-- What the exercise asks --
In the records below, change "pointer" to "locator" wherever it occurs and write the records out again with nothing else altered. Leave the pictures out.

[Collection entries]
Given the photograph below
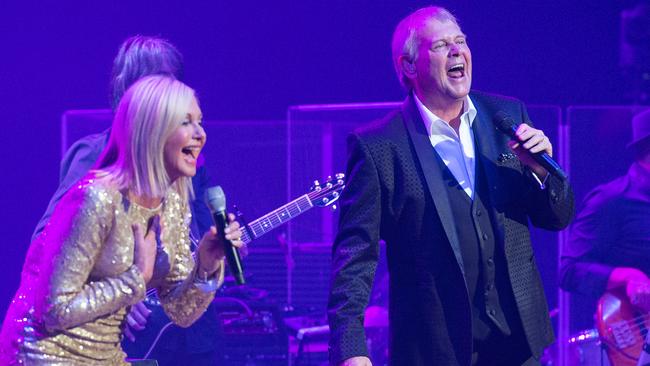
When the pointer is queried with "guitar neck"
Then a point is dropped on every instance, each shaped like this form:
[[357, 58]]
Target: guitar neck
[[275, 218]]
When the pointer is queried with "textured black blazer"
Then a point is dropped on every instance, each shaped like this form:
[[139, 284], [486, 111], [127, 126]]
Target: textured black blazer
[[395, 192]]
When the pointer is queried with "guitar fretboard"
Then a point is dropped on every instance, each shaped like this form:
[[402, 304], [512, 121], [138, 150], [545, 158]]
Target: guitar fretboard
[[276, 218]]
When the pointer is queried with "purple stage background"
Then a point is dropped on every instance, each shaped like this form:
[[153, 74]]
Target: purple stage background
[[252, 60]]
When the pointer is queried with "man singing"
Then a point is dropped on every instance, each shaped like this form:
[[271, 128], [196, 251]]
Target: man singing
[[443, 188]]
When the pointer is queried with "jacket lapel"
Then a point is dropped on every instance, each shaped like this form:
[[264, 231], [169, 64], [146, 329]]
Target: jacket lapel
[[490, 155], [426, 155]]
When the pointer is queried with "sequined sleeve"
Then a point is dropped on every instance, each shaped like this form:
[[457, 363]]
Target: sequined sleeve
[[182, 299], [73, 296]]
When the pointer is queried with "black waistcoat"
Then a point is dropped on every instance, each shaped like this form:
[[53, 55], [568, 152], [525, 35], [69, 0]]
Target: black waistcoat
[[490, 291]]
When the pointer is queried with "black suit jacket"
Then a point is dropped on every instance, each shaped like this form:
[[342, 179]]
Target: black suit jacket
[[395, 192]]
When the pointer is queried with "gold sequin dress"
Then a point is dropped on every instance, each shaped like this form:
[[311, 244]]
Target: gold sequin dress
[[79, 278]]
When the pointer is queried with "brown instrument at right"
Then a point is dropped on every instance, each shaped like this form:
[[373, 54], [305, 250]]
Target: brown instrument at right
[[622, 328]]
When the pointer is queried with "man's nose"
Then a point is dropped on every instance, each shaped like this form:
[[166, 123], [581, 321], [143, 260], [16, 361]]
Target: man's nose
[[454, 50]]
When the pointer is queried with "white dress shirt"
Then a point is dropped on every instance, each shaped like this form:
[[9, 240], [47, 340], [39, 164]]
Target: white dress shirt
[[455, 149]]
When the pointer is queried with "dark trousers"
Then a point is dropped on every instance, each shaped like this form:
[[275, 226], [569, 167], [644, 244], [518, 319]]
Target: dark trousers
[[499, 350]]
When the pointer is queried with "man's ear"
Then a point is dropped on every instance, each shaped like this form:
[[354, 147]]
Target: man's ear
[[408, 66]]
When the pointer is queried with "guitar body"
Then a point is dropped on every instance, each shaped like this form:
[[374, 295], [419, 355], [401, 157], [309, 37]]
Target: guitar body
[[160, 331], [622, 328]]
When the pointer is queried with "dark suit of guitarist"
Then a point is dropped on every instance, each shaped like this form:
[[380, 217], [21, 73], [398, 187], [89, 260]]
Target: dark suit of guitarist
[[464, 287]]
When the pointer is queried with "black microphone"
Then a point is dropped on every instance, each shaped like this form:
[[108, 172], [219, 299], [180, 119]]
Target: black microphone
[[217, 203], [507, 125]]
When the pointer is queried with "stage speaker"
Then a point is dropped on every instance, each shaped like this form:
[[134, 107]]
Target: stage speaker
[[250, 333]]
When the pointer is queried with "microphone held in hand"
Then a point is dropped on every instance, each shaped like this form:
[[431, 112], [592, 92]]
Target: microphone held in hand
[[508, 126], [217, 203]]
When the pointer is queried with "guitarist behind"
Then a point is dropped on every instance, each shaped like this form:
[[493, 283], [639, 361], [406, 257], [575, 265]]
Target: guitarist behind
[[609, 252]]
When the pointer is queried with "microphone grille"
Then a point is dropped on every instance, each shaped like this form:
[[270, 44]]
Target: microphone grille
[[504, 122], [216, 198]]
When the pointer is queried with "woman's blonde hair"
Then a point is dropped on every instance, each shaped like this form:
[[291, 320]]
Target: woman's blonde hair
[[146, 116]]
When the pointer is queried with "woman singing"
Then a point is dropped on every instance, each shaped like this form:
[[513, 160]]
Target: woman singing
[[122, 229]]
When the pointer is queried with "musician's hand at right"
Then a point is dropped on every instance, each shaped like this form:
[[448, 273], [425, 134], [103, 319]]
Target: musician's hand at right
[[356, 361], [136, 319]]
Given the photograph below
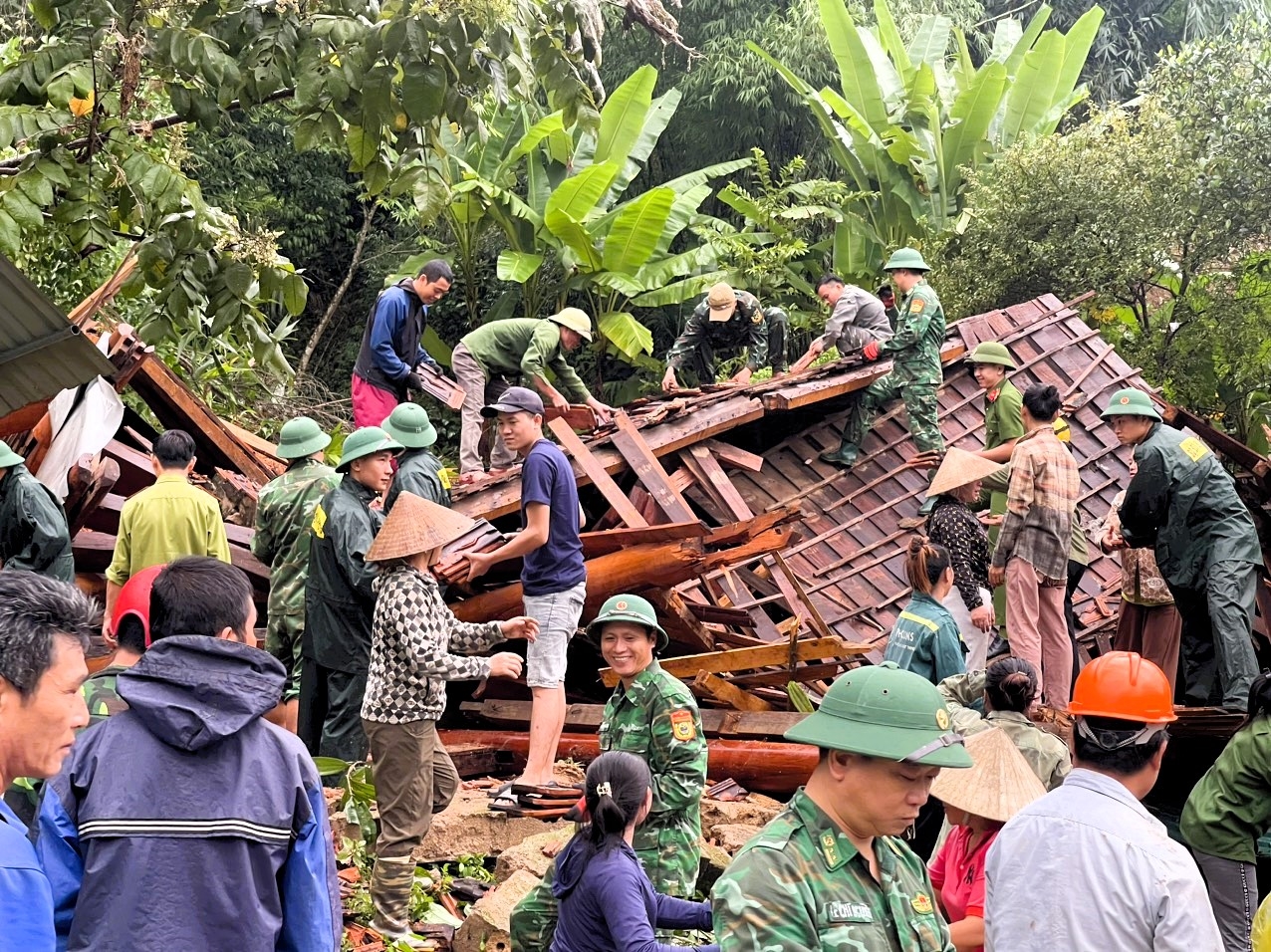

-- Answer in full --
Given the photograph below
When the locator is queried with "guitar neck"
Then a point is dropped on every instance, each shaped like this form:
[[357, 58]]
Target: guitar neck
[[275, 218]]
When the locator is queried with "textured black blazer"
Then a point is dropped on every instance, each shaped like this form:
[[139, 284], [486, 111], [127, 126]]
Target: textured black blazer
[[395, 192]]
When the locator is queried with "guitar fretboard"
Then a point is dropped on every instance, each shaped like this form:
[[402, 304], [512, 121], [138, 150], [545, 158]]
Target: guitar fretboard
[[276, 218]]
When the locator is queried with "purple stage background"
Then a point is dropped on every instance, each shaped like this form:
[[153, 74]]
Target: purple stage background
[[252, 60]]
When the locator is queried with "man singing"
Then a point is dropped on every instance, each shaped like this form:
[[271, 128], [196, 251]]
Target: man singing
[[443, 188]]
When the locator is queried with "jacket lapel"
Then a point is dropped on every instance, each shaped like this form:
[[264, 231], [169, 64], [146, 329]]
Target: jacket lapel
[[490, 155], [426, 155]]
When the locator is queried with "sequined sleeve"
Then a point is dropped on every instance, each shaped like this form:
[[457, 363]]
Target: sequined sleeve
[[182, 299], [73, 296]]
When the locator is queried with "black waistcoat"
Then a point is dropped on every instance, each shaped like this form:
[[53, 55], [568, 152], [525, 35], [69, 0]]
Target: black waistcoat
[[490, 291]]
When the locator is queried with "black suit jacket"
Then a point is dropped on every instance, each shaped like this form:
[[342, 179]]
Target: black suit jacket
[[395, 192]]
When the locator is queried with "gold sequin dress"
Then a point is dropped on every instance, each shaped like this form:
[[311, 244]]
Target: gold sequin dress
[[79, 278]]
When the locator is queried with "brown instrument at right"
Then a point is dropped on every instance, each shaped like this form:
[[373, 54], [305, 250]]
Target: brown instrument at right
[[622, 328]]
When the locator is queried with "man's nose"
Then a point is dropped on every instance, each shaped like this form:
[[166, 123], [581, 321], [143, 260], [16, 361]]
Target: man's nose
[[454, 50]]
When the locator is queried with "white dress shirt"
Then a point is dropped on every instance, each shaped like this form:
[[9, 240], [47, 340], [39, 164]]
Target: white dress shirt
[[455, 149]]
When the locator is queried with "dark trousers"
Then a point is dropped on every instance, each shaped like this form:
[[275, 226], [569, 167], [644, 244], [518, 319]]
Target: dark trousers
[[499, 350]]
When the locator is queried with "man's ear"
Then a point is dropped on every instance, each shaped like this form:
[[354, 147]]
Target: man's ear
[[408, 66]]
When the locator is queried with "guitar body"
Then a point is dropped on every instance, each shaped like this form:
[[374, 295], [419, 355], [401, 157], [309, 37]]
Target: guitar body
[[160, 331], [622, 328]]
When the locator is queried with "dark suit of guitarist"
Then a point is dropped on every instance, each shaped like this form:
[[380, 217], [21, 73], [398, 187], [89, 260]]
Target: dark suit of guitarist
[[464, 287]]
When the locator is queried with "black microphone"
Then a point is dropped on every instance, each shaped like this form:
[[108, 172], [219, 299], [180, 119]]
Target: black microphone
[[217, 203], [507, 125]]
When the locator is queried with "stage speaker"
Then a point is dropped on every instance, each shaped like this form:
[[134, 107]]
Target: stage speaker
[[250, 333]]
When the locator is queried with "microphone held in hand"
Then a point is dropped on every instance, each shaped like this form:
[[431, 112], [592, 92]]
Target: microphone held in hand
[[508, 126], [217, 203]]
When the locator is queried with "guitarist behind"
Then a point is dropped on every instance, each shaped like this form:
[[493, 283], [639, 361], [406, 257], [575, 265]]
Target: guitarist behind
[[609, 252]]
When the locator is queried with "microphone grille"
Then a point is dropped on every instance, each shaped like this form:
[[270, 44]]
Target: microphone grille
[[504, 122], [216, 198]]
When the locator is queried with "woman's blonde hair"
Then a point is dropped on every instance, each shaped like this form:
[[291, 320]]
Target: woman's blonde hair
[[146, 116]]
When the locator is queried with "woman singing"
Then a point is dropped on every instance, each shaped like this form:
[[513, 160]]
Target: woman singing
[[122, 229]]
When the locator is queried with "musician's hand at right"
Then a point is dropped on every instance, each shaped like this form:
[[448, 273], [425, 134], [103, 319]]
Target: musician's hand at right
[[356, 361], [136, 319]]
Given the photograph below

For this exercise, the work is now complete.